■ What this task involves ■
Reproduce only the lines that begin at the line with "One keypoint belongs to every instance. Tag the hardwood" and run to the end of the entries; omit every picture.

((

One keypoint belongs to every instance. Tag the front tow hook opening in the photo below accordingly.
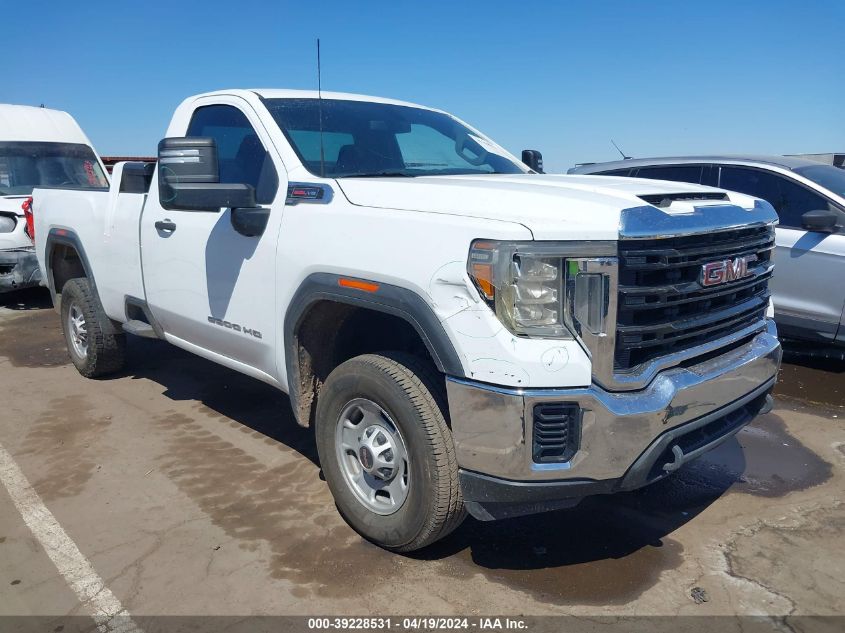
(679, 460)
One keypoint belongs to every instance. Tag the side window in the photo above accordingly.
(308, 142)
(789, 199)
(797, 200)
(678, 173)
(242, 157)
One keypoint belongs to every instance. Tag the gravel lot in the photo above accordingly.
(190, 490)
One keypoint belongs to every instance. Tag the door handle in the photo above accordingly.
(165, 225)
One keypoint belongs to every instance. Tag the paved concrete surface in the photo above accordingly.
(191, 491)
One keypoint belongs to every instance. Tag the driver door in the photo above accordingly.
(211, 287)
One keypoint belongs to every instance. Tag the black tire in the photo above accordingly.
(106, 345)
(410, 391)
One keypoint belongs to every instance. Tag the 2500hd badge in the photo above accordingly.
(234, 326)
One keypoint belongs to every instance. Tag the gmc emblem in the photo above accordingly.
(716, 273)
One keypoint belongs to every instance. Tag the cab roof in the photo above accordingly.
(28, 123)
(786, 162)
(283, 93)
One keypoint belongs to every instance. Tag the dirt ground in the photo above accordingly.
(191, 490)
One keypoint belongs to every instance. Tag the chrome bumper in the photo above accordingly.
(492, 426)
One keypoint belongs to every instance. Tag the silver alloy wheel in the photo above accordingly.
(372, 456)
(78, 330)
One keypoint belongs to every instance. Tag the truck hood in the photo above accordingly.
(552, 207)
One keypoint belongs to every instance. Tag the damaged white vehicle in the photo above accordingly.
(465, 334)
(39, 147)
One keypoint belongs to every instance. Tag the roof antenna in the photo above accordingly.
(619, 150)
(320, 111)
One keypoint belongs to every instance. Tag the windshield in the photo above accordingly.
(362, 138)
(25, 165)
(827, 176)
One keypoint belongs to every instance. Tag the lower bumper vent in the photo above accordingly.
(557, 432)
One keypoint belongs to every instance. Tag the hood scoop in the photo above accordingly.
(664, 200)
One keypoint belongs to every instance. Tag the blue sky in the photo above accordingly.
(563, 77)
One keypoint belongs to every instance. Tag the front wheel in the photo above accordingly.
(387, 452)
(95, 345)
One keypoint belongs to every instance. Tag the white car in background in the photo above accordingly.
(809, 197)
(39, 147)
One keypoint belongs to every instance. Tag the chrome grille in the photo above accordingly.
(662, 306)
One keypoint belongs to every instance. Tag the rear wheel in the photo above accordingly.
(387, 452)
(95, 345)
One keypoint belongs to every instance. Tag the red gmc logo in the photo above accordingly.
(716, 273)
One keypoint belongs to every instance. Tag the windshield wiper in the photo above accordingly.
(378, 174)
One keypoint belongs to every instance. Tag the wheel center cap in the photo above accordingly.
(366, 457)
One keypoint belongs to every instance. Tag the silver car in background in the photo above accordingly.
(809, 281)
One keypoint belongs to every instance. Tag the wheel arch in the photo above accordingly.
(322, 302)
(61, 243)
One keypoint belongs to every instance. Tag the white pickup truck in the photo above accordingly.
(464, 333)
(39, 147)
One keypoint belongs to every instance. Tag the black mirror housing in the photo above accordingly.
(822, 220)
(534, 159)
(189, 178)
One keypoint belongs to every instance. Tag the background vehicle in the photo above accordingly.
(810, 255)
(38, 147)
(464, 334)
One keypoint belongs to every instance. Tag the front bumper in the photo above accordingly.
(18, 269)
(627, 439)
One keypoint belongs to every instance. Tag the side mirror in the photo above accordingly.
(533, 159)
(189, 180)
(823, 220)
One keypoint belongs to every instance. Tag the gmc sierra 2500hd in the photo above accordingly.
(463, 333)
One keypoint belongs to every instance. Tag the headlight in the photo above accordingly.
(537, 290)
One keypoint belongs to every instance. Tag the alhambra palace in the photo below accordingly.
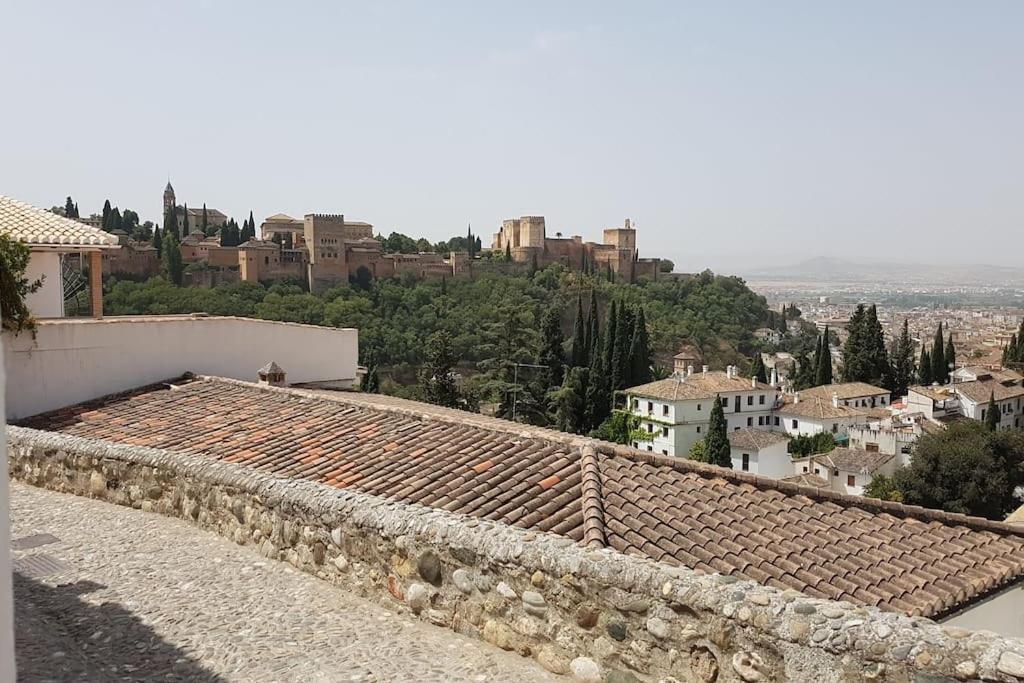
(326, 250)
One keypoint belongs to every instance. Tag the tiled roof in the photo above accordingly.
(755, 439)
(854, 460)
(981, 390)
(711, 519)
(38, 226)
(819, 409)
(697, 385)
(846, 390)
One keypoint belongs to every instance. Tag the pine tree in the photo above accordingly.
(552, 350)
(758, 371)
(579, 354)
(992, 414)
(717, 450)
(173, 266)
(950, 354)
(940, 372)
(640, 360)
(925, 369)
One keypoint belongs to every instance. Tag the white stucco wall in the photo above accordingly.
(47, 301)
(1003, 613)
(6, 594)
(75, 359)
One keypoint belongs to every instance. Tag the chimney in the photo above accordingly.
(271, 375)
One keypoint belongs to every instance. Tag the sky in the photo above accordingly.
(735, 135)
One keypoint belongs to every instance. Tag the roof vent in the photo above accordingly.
(271, 375)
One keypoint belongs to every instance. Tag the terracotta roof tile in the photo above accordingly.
(823, 544)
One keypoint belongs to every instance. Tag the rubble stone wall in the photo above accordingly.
(595, 614)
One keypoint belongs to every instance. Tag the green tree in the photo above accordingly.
(992, 414)
(14, 286)
(758, 370)
(640, 360)
(552, 347)
(940, 372)
(579, 355)
(717, 447)
(965, 468)
(173, 266)
(437, 379)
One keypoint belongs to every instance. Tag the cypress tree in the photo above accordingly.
(717, 449)
(552, 349)
(992, 414)
(925, 368)
(940, 373)
(579, 355)
(640, 360)
(758, 371)
(950, 355)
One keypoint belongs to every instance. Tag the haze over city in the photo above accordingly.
(732, 136)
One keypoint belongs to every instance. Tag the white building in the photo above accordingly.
(760, 452)
(846, 470)
(51, 240)
(676, 411)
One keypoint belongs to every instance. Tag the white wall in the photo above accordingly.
(75, 359)
(1003, 613)
(6, 591)
(47, 301)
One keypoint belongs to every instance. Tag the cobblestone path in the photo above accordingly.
(107, 593)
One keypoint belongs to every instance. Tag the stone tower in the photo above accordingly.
(168, 198)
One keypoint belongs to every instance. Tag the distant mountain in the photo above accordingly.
(829, 269)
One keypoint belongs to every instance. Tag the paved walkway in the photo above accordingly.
(108, 593)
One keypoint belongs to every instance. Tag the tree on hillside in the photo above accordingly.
(552, 347)
(992, 414)
(902, 363)
(940, 372)
(640, 360)
(717, 449)
(173, 267)
(14, 286)
(965, 468)
(758, 371)
(437, 379)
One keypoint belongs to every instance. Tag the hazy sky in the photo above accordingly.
(732, 133)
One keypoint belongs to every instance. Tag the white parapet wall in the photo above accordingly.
(70, 360)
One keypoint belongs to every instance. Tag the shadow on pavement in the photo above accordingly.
(59, 637)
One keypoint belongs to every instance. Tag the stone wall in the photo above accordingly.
(595, 613)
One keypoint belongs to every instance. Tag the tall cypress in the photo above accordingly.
(940, 372)
(717, 450)
(579, 354)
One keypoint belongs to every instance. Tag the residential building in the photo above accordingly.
(846, 470)
(52, 240)
(761, 452)
(676, 411)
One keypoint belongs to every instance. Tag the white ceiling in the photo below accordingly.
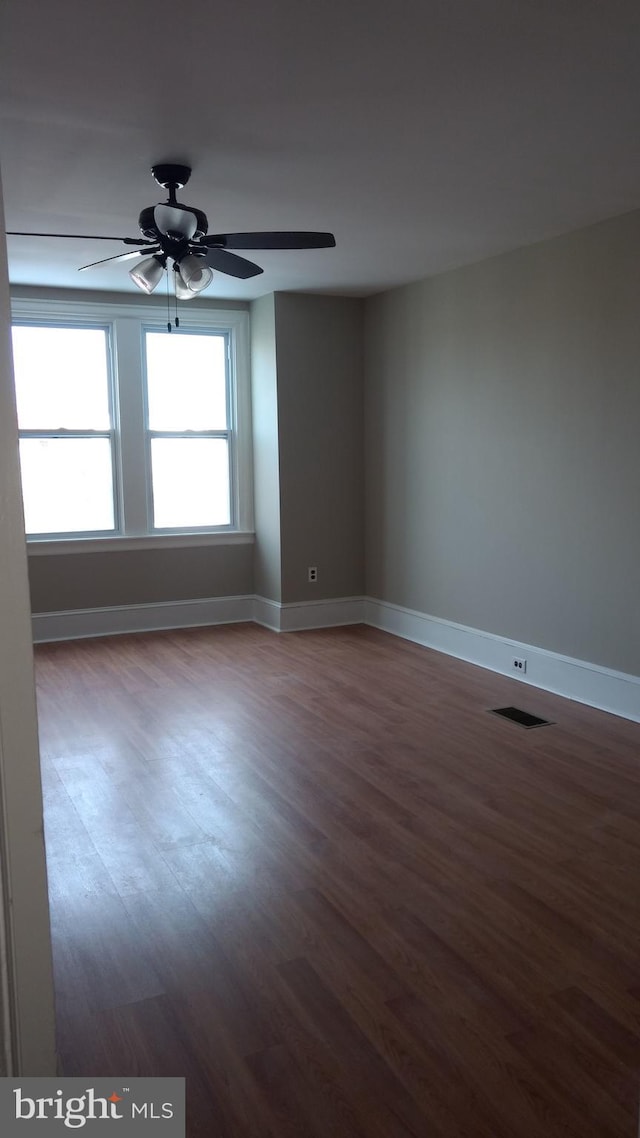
(426, 133)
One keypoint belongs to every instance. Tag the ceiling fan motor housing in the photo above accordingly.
(148, 227)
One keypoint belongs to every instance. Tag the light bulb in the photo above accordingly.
(148, 273)
(181, 291)
(195, 272)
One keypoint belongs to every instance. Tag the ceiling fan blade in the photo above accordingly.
(230, 264)
(84, 237)
(279, 240)
(175, 220)
(122, 256)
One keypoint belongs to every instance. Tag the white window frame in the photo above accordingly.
(132, 492)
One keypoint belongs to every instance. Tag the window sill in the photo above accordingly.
(121, 544)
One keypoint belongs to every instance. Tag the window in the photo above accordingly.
(188, 429)
(63, 395)
(128, 430)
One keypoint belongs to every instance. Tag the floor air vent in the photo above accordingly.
(524, 718)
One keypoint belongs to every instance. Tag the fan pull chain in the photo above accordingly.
(167, 305)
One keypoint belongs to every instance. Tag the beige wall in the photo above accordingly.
(320, 409)
(93, 580)
(265, 461)
(27, 996)
(502, 445)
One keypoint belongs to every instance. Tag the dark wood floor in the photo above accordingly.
(311, 874)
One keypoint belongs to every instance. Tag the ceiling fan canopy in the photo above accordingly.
(173, 232)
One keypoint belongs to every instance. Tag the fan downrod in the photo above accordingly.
(171, 176)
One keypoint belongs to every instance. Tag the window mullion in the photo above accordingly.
(131, 444)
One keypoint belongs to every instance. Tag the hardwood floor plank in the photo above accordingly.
(313, 875)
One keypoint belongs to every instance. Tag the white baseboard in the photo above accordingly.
(78, 624)
(576, 679)
(297, 616)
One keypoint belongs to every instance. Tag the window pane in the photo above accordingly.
(186, 381)
(62, 378)
(190, 479)
(67, 485)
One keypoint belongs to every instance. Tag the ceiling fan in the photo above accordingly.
(174, 232)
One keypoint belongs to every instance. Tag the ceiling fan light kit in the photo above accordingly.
(178, 233)
(195, 273)
(147, 274)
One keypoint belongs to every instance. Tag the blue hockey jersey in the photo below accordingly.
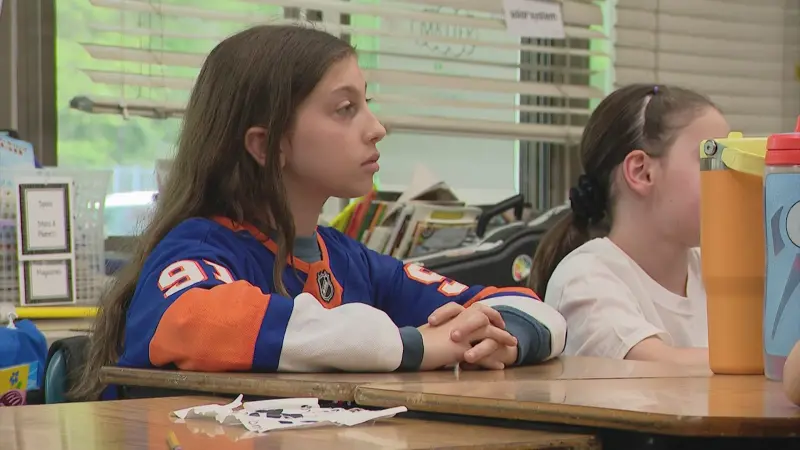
(205, 301)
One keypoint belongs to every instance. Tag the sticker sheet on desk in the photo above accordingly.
(269, 415)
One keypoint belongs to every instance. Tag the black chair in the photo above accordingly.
(502, 258)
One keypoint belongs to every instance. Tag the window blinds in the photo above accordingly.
(740, 53)
(444, 67)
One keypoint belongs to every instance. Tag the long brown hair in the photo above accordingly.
(257, 77)
(639, 116)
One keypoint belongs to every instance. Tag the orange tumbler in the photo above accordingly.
(732, 248)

))

■ Solution to the problem ■
One keypoint belongs to every instance. Tag the hardwood floor plank in the photo above accordingly.
(313, 875)
One keypoint belongs to every instance. Tag the white baseboard in the photo above accordingly.
(78, 624)
(576, 679)
(297, 616)
One keypoint belongs to every instance. Tag the window pane in the photo above accordingly.
(186, 381)
(62, 378)
(190, 479)
(67, 485)
One keypoint belongs to every instance. Tag the ceiling fan in the photo above accordingly.
(174, 232)
One keypoint belongs to every instance. Tag the ceiling fan light kit in the photo above accordingly.
(178, 233)
(195, 273)
(147, 274)
One keypoint belongs to every instance. Tag the blue hockey jersey in the photo below accordingly.
(205, 301)
One keypoint belongs to every instance. Tag the sticker sheet on desk in the photo above accordingly.
(269, 415)
One keypoint belongs to every instance. Tag the black chair in the photo above accordingly.
(502, 258)
One keypoint belongs to every instance. Tag the window blinds in the photo above accordingly.
(740, 53)
(444, 67)
One keypoint belongs to every instance. Tag the long brown hair in the photo above accordingly.
(257, 77)
(639, 116)
One keypoint belongs to every instance. Tag the orange tumbler in the photo above accordingly.
(732, 248)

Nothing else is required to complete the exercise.